**Извлечённый текст**
····················
«Я дала себе зарок не мечтать»
Актриса Ирина Мирошниченко предпочитает не строить планов, а просто использует шансы, которые даёт судьба
– В одном из своих недавних интервью, Ирина Петровна, вы сказали, что часто плачете...
– Плачу, причём по любому поводу. Могу заплакать от хорошего фильма, от обиды и даже просто потому, что не получается справиться с нервами. За жизнь, вы это наверняка и сами понимаете, у меня бывали разные ситуации, и среди них выпадало много горьких минут. Правда, о них очень мало кто знает.
– Но это как-то не вяжется с общим представлением о вас – популярнейшей актрисе и просто красавице, которую принято считать железной леди да к тому же баловнем судьбы!
– Я баловень судьбы? Вот ведь как интересно иногда бывает послушать про себя со стороны… Нет, это, наверное, уже слишком. Я актриса, а в этой профессии бывают не только успехи и овации. Радости, конечно, немало, и жить без творчества я бы в любом случае не могла. Но и трудностей сколько угодно. Любой артист постоянно зависит от других людей, и я не знаю ни одного, которому бы не приходилось терпеть сложности отношения к нему окружающих. Поэтому что уж тут говорить о баловнях...
····················
[Данные для указания точек на изображениях]
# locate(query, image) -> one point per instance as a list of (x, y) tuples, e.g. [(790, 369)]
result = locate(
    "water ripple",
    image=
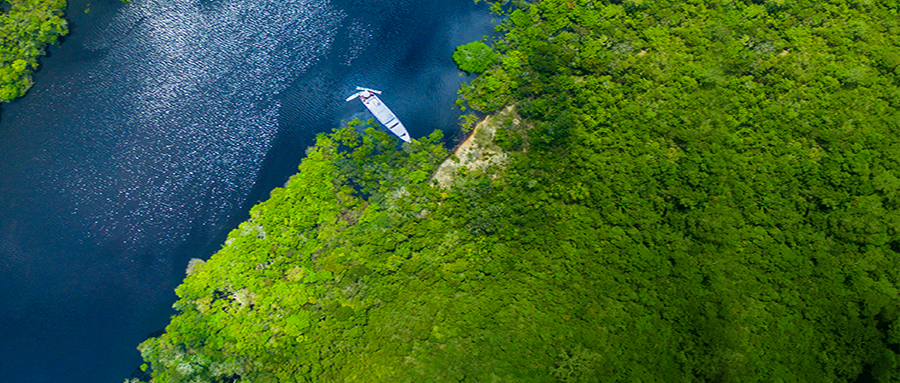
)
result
[(194, 121)]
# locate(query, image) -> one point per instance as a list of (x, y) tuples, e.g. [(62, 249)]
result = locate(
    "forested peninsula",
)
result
[(683, 191), (26, 27)]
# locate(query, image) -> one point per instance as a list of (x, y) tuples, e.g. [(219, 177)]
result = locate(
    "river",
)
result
[(156, 125)]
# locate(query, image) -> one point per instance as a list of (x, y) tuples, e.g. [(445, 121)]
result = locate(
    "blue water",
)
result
[(152, 129)]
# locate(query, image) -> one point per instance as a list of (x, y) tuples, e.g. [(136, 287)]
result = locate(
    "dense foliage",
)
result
[(25, 30), (474, 57), (703, 191)]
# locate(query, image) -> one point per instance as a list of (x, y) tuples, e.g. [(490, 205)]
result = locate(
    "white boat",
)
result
····················
Допишите, пожалуйста, следующую часть интервью с Ириной Мирошниченко после его последней фразы. Эти строки здесь никак не используются.

**Ответ**
– Так, значит, ваша ослепительная улыбка действительно не вполне искренна?
– Скажу вам так: мне легко. Потому что я всегда живу с ощущением, что в мире добро есть. И удивительная человеческая сердечность тоже есть. А всё это ты обязательно получишь, только если сам стремишься делать что-то хорошее, самосовершенствоваться и лететь вперёд. Мне кажется, в этом залог успеха.
– Да, но вы же согласитесь, что нередко случаются ситуации, когда творческий человек способен и хочет что-то сделать, но у него нет такой возможности?
– Понимаю и отвечаю. Иногда бывает, что тот или иной актёр, очень востребованный какое-то время назад, сегодня не имеет работы, потому что он просто не нужен в том качестве, в каком он есть. Причин много: к примеру, изменилась мода на лица, на типаж, на личности. Вот, скажем, я нынешнему кинематографу, вероятно, не интересна. И, поверьте, легко к этому отношусь. Если возникнет во мне необходимость, меня пригласят, и я, если предложат достойную работу, пойду, причём с удовольствием. А пока стараюсь осмысливать всё, что происходит, и занимаюсь чем-то другим.
– К сожалению, оказавшись в таком положении, большинство ваших коллег не рассуждают так, как вы, а начинают завидовать, злиться на тех, кто сейчас нарасхват.
– Может быть. Только я, когда вижу прекрасные работы других людей, этому только радуюсь.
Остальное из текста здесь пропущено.